*** Supplied passage ***

A markdown cell allows you to document your code a data science workflow with simple sentences. It uses markdown syntax to customize the output of the cell. If you double click on this cell, you will be put into editor mode and can change the text you see. Clicking onm the Up or Down Arrows on the side will allow you to exit out of editor mode. You may also with `Ctrl+Enter` to get out of th cell.

## What is Markdown?

When you enter editor mode in a markdown cell, notice that there may be symbols in the editor such as the hashtag (`#`), backtick, and others. These symbols change how the text will be presented once you get out of editor mode. These symbols also control how you can add links, images and math symbols. For your convenience, Google Colab adds a toolbar above the cell that allows you to embed different formatting techniques, such as **bold text**, *italicized text*, and so much more.


## What is a Code Cell?

A code cell allows you to embed R (or any other supported computer language) in your document. Below is a bit of R code that will print "Hello World!". All you need to do is click on the right arrow button when you hover your mouse over the `[1]`. You may also use `Ctrl+Enter` to execute the code.

In [None]:
print("Hello World!")

## Run Initial NB Code

At the beginning of each notebook, there will be code and packages that you need to reload when you open a colab. The sample below will be at the beginning of each notebook:

Run the code below by clicking on the cell and pressing the left arrow sign or click `Shift+Enter` on the keyboard. This will install an R package called `rcistats` that contains helper functions to make your programming lives easier. It will take Colab approximately a minute. Afterwards, you will ask R to load the `rcistats` and `tidyverse` package. This is done using the library function like `library(rcistats)`.

In [None]:
## Run Initial Code
install.packages("rcistats",
                 repos = c("https://inqs909.r-universe.dev", "https://cloud.r-project.org"))
library(rcistats)
library(tidyverse)

## rcistats

The R package "rcistats" is a custom R package related to the course. It contains functions and documents that is used for this class and other classes.

## R as a calculator

R can be thought of as a really powerful calculator. You can do basic arithmetic operations as well complicated machine learning algorithms. All you need to do is type the commands and go. Below we will do some basic arithmetic problems.

2+2

2*5

2/45 + 34

4+3-1

3(4-1)/11

## Functions

Functions are a set of commands that will complete a task on a number or object (more on that later). A function is always recognizable by a word followed by a set of paranthesis. For example, `exp()` is a function that will compute $e^x$. All user needs to do is put a number in the paranthesis. The $e^4$ can be found with the code below:

In [None]:
exp(4)

*** End of Supplied passage ***
*** Available data ***

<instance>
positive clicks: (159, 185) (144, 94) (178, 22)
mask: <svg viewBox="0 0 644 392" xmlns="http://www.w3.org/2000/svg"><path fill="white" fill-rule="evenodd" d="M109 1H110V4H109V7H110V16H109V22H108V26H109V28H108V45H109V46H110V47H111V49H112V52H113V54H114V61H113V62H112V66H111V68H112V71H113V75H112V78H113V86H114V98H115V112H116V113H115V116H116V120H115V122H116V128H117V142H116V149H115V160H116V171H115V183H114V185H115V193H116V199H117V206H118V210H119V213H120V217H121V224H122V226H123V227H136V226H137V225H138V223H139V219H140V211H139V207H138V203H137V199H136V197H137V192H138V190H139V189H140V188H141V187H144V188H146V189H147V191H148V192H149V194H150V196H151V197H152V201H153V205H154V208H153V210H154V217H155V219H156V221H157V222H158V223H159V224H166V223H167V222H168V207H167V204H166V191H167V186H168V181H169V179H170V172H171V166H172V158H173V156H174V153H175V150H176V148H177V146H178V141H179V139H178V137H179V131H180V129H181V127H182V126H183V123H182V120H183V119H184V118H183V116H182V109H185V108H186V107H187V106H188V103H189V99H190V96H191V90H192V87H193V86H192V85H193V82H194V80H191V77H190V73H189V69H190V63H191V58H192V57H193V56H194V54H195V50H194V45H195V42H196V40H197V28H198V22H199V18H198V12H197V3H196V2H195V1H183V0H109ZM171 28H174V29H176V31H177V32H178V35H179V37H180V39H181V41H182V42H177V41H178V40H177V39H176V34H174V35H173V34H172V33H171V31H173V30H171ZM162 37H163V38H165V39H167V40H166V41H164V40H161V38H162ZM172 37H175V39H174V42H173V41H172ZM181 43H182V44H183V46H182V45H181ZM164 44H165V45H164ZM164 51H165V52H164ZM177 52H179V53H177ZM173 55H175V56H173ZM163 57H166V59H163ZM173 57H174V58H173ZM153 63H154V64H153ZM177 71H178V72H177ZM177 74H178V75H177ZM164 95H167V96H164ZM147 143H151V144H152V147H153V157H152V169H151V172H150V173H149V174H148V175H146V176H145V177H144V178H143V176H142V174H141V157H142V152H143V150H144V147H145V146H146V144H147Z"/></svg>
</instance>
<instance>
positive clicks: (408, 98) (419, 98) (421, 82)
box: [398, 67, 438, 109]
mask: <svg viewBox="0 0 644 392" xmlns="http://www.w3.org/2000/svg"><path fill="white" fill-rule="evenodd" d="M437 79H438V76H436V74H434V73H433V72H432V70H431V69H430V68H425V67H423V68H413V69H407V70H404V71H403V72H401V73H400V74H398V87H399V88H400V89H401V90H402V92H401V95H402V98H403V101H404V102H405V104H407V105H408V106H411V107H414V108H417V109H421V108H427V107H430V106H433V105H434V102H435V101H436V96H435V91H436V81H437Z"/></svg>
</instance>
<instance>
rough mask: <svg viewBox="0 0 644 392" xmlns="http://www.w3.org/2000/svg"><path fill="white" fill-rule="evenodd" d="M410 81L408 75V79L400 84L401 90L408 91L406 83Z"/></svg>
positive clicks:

*** End of Available data ***

**Your tasks**
1. According to the notebook guide, why should the code under "Run Initial NB Code" be run at the start of a notebook? Answer in one to three sentences.
2. Count the lines in the rows that contain the string "positive", and give only the number.
The notebook guide and the rows are unrelated material.

**Written answers**
1. Code and packages need to be reloaded whenever a colab is opened. Running it installs `rcistats`, which holds helper functions that make programming easier, and then loads `rcistats` and `tidyverse` with the library function.

2. 3